[Start GIVEN RECORDS]

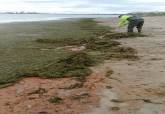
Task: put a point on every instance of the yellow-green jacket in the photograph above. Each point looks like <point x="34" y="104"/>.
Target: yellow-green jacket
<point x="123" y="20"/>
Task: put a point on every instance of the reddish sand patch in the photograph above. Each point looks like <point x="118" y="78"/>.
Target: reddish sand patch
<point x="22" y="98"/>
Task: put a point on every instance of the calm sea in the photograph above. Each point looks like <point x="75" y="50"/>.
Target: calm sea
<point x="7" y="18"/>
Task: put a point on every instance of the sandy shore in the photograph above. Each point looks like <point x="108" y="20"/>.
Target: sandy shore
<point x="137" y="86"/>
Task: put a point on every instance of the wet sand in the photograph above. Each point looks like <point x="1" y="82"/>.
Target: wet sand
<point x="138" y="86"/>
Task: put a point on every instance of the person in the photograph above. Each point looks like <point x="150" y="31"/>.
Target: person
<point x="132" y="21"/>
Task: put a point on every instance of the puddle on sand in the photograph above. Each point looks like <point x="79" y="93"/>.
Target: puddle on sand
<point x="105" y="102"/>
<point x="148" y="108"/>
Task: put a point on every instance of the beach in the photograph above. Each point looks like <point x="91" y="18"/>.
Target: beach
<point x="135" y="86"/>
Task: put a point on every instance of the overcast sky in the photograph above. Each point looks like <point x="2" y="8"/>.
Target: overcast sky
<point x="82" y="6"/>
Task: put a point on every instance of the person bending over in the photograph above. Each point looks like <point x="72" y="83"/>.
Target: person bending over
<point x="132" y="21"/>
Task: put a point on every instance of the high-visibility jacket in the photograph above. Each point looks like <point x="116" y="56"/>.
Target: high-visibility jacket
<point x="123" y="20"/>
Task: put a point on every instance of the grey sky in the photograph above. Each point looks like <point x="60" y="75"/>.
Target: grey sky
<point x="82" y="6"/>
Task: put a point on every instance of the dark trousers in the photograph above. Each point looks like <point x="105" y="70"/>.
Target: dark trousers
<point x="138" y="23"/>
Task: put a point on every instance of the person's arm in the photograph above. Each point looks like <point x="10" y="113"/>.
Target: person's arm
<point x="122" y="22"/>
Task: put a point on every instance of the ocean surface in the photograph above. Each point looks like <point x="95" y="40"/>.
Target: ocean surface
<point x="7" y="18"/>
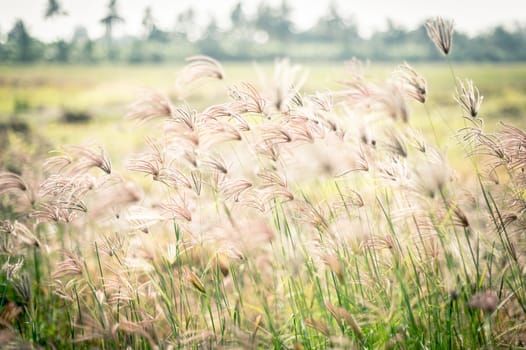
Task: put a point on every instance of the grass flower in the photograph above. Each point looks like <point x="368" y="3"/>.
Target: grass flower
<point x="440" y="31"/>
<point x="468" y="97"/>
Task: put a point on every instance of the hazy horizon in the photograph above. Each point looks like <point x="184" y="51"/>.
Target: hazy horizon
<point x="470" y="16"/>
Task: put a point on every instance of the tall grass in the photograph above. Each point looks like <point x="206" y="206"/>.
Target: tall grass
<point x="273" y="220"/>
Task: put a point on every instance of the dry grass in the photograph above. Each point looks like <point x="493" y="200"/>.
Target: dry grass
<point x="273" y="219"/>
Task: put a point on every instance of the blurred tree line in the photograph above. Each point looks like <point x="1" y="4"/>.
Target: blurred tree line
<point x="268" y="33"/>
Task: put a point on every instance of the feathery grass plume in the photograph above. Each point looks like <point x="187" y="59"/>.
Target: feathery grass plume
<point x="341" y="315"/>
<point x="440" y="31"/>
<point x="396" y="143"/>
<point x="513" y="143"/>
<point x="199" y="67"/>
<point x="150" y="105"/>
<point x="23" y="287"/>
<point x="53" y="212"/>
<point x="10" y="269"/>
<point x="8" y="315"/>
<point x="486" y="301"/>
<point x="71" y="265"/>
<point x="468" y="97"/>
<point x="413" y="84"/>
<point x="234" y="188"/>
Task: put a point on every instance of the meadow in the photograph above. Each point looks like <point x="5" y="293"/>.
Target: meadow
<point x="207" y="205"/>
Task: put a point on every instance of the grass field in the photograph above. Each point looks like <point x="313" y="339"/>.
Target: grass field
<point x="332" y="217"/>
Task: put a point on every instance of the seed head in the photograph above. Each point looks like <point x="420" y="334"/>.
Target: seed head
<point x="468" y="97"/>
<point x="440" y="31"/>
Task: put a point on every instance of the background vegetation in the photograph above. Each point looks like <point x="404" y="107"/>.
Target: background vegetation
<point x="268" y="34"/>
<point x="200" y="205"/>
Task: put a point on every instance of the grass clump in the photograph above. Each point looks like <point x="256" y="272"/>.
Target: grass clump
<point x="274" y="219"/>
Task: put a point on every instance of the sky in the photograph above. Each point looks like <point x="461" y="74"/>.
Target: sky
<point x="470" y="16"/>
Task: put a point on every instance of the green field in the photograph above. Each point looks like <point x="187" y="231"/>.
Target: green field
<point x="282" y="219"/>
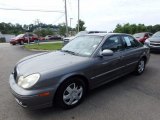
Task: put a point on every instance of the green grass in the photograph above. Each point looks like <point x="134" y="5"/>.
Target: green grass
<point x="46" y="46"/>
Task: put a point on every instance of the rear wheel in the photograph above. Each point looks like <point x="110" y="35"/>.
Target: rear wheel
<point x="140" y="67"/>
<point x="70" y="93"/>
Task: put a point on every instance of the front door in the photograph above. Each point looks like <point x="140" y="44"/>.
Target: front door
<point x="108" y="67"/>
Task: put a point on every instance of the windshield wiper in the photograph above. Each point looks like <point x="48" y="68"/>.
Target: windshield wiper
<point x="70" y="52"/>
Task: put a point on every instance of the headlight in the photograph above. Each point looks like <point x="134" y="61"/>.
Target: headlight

[End GIVEN RECORDS]

_THE PROBLEM:_ Print the lines exactly as they appear, beginning with the line containing "Task: put a point on every instance of the headlight" and continuing through the end of the lines.

_COMPLETED TASK:_
Task: put a point on every instance of the headlight in the photograph above. Each point looks like <point x="134" y="61"/>.
Target: headlight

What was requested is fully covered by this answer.